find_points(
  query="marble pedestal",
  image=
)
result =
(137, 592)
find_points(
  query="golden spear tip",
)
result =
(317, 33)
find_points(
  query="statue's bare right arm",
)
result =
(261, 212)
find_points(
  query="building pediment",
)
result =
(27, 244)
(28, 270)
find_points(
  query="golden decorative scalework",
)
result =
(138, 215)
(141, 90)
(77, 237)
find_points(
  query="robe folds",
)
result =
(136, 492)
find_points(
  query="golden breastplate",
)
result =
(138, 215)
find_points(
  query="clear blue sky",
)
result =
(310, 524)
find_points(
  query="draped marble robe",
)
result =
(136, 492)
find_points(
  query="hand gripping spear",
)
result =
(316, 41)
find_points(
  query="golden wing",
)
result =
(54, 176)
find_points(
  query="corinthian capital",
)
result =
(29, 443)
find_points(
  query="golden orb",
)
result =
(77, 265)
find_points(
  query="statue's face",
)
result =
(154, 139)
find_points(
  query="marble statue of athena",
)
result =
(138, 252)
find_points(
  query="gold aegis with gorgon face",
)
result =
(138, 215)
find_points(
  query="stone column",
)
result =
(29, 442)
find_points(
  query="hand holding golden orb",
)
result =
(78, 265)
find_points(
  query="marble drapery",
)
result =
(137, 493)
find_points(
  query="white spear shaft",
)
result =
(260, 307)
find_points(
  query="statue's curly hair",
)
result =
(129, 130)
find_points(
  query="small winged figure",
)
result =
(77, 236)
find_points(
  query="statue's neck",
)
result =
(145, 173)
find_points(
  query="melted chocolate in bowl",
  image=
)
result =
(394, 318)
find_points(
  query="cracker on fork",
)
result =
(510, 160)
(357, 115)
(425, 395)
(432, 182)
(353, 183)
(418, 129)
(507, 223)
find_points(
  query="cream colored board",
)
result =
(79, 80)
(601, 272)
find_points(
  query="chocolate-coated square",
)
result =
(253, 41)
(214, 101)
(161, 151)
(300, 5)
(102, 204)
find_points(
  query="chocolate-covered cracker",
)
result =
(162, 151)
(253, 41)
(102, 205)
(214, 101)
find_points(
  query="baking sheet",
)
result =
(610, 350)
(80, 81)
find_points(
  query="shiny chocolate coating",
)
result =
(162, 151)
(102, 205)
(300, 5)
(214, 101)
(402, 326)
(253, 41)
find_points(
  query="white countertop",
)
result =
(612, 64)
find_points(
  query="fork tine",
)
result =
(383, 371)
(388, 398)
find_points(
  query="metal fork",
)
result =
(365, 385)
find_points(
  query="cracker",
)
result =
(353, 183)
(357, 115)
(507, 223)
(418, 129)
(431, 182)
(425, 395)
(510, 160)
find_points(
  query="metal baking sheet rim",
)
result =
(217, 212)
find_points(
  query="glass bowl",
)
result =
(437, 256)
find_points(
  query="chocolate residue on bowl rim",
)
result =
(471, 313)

| Your task |
Where a line of the data contains "robe", copy that line.

| Response box |
  query="robe folds",
  query="draped marble robe",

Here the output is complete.